[begin DATA SUPPLIED]

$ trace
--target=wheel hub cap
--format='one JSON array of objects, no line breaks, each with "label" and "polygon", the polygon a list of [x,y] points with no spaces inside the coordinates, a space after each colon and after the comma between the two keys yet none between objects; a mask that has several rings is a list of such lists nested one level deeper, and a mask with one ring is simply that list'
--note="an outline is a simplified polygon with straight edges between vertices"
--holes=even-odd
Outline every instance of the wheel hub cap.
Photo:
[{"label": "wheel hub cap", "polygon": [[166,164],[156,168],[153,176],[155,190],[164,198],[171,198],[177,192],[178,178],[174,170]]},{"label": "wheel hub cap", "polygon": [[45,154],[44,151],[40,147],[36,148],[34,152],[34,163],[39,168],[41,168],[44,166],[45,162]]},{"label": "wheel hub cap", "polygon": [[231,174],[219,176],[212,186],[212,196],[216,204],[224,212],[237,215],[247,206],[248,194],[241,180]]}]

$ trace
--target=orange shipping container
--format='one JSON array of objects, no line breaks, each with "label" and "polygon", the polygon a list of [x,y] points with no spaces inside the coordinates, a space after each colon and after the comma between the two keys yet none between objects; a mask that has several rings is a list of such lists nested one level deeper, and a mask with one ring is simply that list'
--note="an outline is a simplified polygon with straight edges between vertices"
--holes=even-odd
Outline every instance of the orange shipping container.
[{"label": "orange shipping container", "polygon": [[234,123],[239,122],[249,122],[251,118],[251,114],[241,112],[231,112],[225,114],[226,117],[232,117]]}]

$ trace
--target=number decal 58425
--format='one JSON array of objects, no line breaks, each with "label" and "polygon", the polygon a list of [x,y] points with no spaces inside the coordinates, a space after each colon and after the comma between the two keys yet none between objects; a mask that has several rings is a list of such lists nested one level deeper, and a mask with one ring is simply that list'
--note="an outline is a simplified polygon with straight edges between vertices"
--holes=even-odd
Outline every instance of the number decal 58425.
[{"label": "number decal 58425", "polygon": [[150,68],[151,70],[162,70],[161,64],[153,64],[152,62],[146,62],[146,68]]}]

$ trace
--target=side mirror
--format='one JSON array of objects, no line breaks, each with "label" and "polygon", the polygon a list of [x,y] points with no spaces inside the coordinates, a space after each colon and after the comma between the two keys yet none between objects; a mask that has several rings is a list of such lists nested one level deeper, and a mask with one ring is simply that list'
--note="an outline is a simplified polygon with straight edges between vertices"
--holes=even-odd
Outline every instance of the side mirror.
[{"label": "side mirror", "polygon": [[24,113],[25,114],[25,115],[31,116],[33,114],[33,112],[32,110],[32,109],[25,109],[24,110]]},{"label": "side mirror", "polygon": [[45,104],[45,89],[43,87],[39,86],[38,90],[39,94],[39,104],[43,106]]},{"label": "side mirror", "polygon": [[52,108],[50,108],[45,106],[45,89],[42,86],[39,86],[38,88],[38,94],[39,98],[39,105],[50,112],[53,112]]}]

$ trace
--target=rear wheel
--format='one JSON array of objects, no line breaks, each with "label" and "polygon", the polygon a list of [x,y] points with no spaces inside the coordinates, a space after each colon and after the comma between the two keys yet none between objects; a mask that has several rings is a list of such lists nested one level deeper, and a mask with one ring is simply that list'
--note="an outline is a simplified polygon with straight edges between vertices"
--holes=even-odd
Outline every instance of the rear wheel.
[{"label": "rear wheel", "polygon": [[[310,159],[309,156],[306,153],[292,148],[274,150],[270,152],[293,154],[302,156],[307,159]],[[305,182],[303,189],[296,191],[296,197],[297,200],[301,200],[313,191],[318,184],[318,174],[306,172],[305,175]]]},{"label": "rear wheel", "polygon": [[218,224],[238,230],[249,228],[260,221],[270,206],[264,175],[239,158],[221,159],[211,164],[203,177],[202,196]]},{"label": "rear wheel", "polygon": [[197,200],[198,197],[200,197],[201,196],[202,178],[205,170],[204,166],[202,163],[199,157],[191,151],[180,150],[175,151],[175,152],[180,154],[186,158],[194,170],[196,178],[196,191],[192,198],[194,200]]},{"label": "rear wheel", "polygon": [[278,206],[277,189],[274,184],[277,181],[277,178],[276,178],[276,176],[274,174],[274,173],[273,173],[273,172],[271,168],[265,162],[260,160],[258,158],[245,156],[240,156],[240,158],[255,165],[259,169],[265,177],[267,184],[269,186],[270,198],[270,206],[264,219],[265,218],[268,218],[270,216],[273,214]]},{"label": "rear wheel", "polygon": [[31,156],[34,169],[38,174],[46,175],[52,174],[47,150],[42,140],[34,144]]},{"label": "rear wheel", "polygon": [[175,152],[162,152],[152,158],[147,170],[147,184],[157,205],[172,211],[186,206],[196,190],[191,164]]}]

[end DATA SUPPLIED]

PROMPT:
Which lines above contain the word "every"? Find them and copy each one out in full.

EXERCISE ANSWER:
Outline every instance of the wheel hub cap.
Outline every instance of the orange shipping container.
Outline every instance of the number decal 58425.
Outline every instance of the side mirror.
Outline every instance of the rear wheel.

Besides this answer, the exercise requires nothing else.